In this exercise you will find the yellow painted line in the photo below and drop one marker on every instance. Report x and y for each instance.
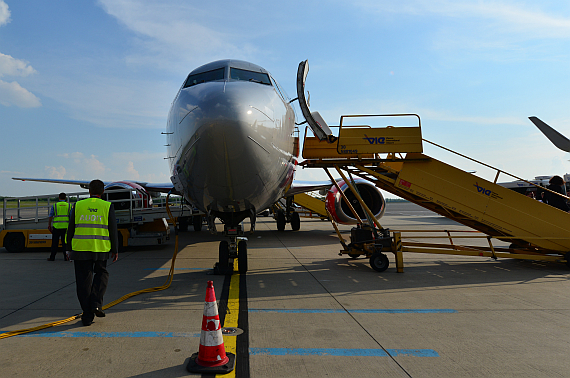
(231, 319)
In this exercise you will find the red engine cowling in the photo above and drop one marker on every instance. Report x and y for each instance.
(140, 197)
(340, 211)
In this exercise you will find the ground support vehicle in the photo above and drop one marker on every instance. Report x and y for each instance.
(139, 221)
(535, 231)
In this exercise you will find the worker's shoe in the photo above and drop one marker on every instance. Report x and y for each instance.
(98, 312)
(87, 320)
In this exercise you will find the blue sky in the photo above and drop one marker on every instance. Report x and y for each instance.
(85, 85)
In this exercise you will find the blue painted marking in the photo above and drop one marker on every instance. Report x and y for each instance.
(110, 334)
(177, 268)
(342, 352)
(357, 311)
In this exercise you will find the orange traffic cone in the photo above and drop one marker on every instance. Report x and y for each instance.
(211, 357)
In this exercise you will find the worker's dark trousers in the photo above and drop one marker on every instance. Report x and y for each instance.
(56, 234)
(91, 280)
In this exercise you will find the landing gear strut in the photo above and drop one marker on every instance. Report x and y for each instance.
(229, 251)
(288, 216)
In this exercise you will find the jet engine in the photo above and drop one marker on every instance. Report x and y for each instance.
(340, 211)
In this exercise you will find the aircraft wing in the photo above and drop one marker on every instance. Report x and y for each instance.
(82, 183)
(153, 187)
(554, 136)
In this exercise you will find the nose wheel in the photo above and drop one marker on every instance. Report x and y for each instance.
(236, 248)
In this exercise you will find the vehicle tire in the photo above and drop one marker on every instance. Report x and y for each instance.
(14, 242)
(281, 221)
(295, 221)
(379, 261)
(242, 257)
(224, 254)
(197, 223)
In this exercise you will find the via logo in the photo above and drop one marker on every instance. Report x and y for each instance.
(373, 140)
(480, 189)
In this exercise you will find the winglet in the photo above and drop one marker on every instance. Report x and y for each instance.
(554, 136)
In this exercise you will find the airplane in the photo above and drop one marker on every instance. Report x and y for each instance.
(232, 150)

......

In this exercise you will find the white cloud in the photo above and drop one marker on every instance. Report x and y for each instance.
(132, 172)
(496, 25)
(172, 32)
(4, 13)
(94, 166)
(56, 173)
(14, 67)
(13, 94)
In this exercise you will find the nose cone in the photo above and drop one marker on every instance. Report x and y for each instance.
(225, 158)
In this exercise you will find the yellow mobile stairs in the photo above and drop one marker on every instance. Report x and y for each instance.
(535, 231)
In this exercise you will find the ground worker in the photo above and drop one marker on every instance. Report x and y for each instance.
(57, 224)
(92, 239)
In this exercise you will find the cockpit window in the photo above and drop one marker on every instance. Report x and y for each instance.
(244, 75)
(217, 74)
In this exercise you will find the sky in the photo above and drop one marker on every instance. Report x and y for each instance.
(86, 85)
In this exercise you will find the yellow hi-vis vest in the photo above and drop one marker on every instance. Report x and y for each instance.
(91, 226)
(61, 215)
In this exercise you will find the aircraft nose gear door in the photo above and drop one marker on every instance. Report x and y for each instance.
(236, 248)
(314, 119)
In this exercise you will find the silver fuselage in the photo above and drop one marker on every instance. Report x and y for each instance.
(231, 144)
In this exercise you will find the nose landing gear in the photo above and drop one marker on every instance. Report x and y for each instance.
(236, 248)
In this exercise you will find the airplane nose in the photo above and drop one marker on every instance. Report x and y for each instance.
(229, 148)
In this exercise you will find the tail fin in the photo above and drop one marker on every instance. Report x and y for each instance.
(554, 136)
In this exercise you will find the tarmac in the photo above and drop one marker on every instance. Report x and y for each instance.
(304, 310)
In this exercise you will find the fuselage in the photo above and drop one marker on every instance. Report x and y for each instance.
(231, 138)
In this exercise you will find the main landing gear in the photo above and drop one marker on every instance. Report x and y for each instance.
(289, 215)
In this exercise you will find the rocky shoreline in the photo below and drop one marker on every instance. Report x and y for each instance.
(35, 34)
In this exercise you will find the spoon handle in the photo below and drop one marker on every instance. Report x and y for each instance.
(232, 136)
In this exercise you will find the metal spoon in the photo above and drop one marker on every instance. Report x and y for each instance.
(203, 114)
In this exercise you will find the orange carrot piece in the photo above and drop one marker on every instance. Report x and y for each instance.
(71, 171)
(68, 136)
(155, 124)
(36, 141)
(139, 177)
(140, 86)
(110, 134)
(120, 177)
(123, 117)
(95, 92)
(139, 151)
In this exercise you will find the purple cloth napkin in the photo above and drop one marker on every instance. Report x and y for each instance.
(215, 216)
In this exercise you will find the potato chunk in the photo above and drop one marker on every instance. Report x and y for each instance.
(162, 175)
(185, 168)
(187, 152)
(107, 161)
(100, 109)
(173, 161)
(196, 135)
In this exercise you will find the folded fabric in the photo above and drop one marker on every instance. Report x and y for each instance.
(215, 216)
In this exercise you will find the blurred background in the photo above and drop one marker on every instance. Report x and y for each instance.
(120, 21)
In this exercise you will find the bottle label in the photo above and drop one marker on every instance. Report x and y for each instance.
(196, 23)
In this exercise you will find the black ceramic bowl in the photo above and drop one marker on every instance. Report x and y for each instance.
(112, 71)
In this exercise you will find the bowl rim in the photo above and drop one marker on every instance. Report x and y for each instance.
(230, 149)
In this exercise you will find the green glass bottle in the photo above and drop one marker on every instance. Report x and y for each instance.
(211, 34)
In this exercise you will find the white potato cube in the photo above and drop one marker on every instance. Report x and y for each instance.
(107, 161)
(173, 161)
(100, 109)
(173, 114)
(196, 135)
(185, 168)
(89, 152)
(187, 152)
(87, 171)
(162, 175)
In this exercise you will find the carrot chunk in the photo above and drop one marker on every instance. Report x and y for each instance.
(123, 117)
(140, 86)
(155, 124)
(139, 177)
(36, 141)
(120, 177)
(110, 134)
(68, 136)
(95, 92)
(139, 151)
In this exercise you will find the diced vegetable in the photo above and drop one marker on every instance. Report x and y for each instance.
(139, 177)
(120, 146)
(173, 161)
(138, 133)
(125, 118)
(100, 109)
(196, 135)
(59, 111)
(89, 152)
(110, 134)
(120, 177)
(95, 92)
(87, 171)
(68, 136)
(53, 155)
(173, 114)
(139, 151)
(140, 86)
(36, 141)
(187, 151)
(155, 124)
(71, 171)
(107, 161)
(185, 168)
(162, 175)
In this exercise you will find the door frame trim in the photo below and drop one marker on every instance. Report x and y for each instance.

......

» **About this exercise**: Copy out, word for word, the part of the entries above that begins at the line with "In this exercise you will find the bowl" and ends at the line with "In this exercise you will find the door", including both.

» **Task result**:
In this exercise you will find the bowl rim in the photo above and drop one marker on every instance. Report x and y for each instance.
(230, 149)
In this exercise you will find the green glass bottle in the photo above and drop one marker on every instance. Report x and y for each instance.
(211, 34)
In this exercise you will find the white potato cube in the photo above and drop one marker on every instance. Report x and y for each instance.
(107, 161)
(173, 161)
(100, 109)
(173, 114)
(196, 135)
(185, 168)
(89, 152)
(187, 152)
(87, 171)
(162, 175)
In this exercise you will find the carrot chunk in the photo above and drop one marker on every instance. Report x and y for each instance.
(123, 117)
(140, 86)
(155, 124)
(139, 177)
(36, 141)
(120, 177)
(110, 134)
(68, 136)
(95, 92)
(139, 151)
In this exercise you will find the diced vegetable in the photo above and drop one marker on every instance. Report x and y for each instance.
(139, 177)
(120, 146)
(173, 161)
(138, 133)
(125, 118)
(100, 109)
(196, 135)
(59, 111)
(89, 152)
(110, 134)
(120, 177)
(95, 92)
(87, 171)
(68, 136)
(53, 155)
(173, 114)
(139, 151)
(140, 86)
(36, 141)
(187, 151)
(155, 124)
(71, 171)
(107, 161)
(185, 168)
(162, 175)
In this exercise you will find the door frame trim in the photo below and drop one marker on every instance. Report x and y for each instance.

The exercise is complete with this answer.